Встречаешь на вратах, где хочешь ты войти,

Где входят многие, тебе ж, посмотришь, нету

Свободного пути!
Там кабинет чудес, там – редкостей палата!

Хотел бы посмотреть! Туда навезено

Диковин множество и мрамора, и злата, -

Пойдёшь – воспрещено!..
А там – храм счастия, кругом толпы народа

Иные входят внутрь, ты хочешь проскользнуть,

Но стража грозная, стоящая у входа,

Твой заграждает путь.
Ты просишь, кланяясь, учтиво и покорно,

Ногою шаркая, подошвою скользя:

«Позвольте!» - А тебе настойчиво, упорно

Ответствуют: «Нельзя!»..
«Да почему нельзя? Проходят же другие!» -

Спросили мы тогда, а нам гремел ответ:

«Проходят, может быть, да это – не такие, -

Для вас тут места нет.
Вы – без протекции. Вы что? Народ небесный!

Ни знатных, ни больших рука вам не далась.

Вот если было бы хоть барыни известной

Ходатайство о вас!
Просили бы о вас пригожие сестрицы,

Колдунья-бабушка иль полновесный брат!

А то вы налегке летите, словно птицы, -

Назад, дружки, назад!»..
Дивишься иногда, как в самый миг рожденья

Нам был дозволен вход на этот белый свет

И как не прогремел нам голос отверженья,

Что нам тут места нет.
Один ещё открыт нам путь – и нас уважат,

Я знаю, как придёт святая череда.

«Не воспрещается, - нам у кладбища скажут, -

Пожалуйте сюда!»
--- --- ---
**Задание a:** Выпишите из отрывка выше без изменений фрагмент, начиная со слов «Пойдёшь – воспрещено!..» и далее до слов «Твой заграждает путь.».
--- --- ---
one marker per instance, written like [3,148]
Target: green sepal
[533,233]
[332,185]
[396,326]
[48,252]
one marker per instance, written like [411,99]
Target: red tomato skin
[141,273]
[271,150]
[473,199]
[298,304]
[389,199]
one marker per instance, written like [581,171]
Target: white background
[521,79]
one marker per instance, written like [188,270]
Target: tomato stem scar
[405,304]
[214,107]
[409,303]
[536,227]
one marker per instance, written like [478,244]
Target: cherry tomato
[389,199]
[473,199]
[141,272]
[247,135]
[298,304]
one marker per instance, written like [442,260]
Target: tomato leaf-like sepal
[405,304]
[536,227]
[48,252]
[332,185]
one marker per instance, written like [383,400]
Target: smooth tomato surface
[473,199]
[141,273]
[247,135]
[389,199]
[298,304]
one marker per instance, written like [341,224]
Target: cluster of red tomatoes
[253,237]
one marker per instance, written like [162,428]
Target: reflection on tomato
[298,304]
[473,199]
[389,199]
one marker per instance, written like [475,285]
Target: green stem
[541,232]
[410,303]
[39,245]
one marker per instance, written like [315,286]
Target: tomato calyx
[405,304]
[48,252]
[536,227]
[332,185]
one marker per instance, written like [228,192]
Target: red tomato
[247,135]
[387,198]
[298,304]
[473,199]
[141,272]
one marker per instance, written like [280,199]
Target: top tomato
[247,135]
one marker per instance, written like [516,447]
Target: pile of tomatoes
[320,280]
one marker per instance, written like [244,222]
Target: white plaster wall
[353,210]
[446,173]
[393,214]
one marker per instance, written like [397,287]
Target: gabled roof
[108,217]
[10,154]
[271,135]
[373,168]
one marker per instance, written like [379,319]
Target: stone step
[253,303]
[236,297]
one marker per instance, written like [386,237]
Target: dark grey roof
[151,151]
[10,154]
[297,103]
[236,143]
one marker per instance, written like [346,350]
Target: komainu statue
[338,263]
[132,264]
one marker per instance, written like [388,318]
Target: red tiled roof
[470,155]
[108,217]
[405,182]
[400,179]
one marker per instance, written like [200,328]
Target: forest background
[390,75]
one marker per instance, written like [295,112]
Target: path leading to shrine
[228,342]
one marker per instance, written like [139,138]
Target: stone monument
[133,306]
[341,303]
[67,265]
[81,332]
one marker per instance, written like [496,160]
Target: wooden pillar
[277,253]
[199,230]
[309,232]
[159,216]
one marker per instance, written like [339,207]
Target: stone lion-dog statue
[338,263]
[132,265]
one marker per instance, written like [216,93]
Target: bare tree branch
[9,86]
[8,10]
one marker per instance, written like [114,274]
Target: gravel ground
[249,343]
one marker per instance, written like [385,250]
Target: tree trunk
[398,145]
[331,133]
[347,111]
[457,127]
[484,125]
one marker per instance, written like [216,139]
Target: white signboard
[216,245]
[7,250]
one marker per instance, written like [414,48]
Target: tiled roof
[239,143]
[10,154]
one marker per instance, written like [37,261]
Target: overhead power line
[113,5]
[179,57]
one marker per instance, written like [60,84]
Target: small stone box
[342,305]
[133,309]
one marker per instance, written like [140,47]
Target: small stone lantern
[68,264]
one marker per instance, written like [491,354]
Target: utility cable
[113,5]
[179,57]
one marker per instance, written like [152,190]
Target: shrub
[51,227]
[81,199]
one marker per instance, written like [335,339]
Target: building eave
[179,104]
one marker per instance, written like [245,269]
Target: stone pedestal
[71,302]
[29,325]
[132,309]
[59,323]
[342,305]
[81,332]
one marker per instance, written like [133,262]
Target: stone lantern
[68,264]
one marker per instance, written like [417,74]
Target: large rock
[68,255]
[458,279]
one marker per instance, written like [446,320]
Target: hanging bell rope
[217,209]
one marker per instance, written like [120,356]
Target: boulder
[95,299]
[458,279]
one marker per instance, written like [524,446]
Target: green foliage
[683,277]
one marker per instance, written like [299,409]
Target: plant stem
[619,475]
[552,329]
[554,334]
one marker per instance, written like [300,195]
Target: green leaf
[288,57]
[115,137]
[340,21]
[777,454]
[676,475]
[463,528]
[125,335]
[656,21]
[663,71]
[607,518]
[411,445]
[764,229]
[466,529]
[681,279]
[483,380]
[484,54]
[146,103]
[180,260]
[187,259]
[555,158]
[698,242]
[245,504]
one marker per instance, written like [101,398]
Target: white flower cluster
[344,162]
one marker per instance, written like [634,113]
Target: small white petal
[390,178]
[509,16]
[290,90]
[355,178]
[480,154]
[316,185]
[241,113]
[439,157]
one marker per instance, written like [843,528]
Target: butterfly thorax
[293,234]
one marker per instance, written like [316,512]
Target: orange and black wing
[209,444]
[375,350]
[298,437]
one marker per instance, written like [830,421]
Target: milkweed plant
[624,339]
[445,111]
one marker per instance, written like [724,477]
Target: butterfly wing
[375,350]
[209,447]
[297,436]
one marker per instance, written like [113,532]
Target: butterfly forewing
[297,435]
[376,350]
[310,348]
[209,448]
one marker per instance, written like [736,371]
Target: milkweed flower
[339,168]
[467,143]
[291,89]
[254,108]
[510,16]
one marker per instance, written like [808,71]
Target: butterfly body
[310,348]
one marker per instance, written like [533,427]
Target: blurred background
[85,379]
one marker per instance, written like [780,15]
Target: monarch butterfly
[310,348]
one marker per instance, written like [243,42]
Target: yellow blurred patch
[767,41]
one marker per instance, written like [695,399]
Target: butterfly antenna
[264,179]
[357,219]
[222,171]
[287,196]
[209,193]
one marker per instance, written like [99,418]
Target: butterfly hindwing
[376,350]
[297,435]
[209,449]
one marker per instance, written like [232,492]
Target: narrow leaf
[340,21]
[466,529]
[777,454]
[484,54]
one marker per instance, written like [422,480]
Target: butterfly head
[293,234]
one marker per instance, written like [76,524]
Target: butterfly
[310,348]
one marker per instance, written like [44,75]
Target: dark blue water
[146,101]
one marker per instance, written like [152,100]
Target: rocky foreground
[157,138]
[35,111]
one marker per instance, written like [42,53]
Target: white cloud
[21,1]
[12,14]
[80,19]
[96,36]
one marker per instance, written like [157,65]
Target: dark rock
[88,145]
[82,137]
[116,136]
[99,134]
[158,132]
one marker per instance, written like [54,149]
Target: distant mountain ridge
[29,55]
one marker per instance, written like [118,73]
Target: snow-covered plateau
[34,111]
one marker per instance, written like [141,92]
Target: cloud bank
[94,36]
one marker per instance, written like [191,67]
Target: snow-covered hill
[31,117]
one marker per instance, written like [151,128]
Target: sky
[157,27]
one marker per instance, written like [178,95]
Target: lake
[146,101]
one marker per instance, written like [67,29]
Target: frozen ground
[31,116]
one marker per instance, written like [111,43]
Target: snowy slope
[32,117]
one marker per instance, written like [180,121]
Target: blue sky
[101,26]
--- --- ---
**Задание b:** Приведите заново без изменений строки листинга, начиная со строки, в которой есть «one marker per instance, written like [54,149]», и далее до конца листинга.

**Результат выполнения a:**
Пойдёшь – воспрещено!..
А там – храм счастия, кругом толпы народа

Иные входят внутрь, ты хочешь проскользнуть,

Но стража грозная, стоящая у входа,

Твой заграждает путь.

**Результат выполнения b:**
one marker per instance, written like [54,149]
Target: distant mountain ridge
[29,55]
one marker per instance, written like [118,73]
Target: snow-covered plateau
[34,111]
one marker per instance, written like [141,92]
Target: cloud bank
[94,36]
one marker per instance, written like [191,67]
Target: snow-covered hill
[31,117]
one marker per instance, written like [151,128]
Target: sky
[157,27]
one marker per instance, written like [178,95]
Target: lake
[146,101]
one marker per instance, written like [67,29]
Target: frozen ground
[31,116]
one marker per instance, written like [111,43]
Target: snowy slope
[32,117]
one marker per instance, written like [180,121]
Target: blue sky
[101,26]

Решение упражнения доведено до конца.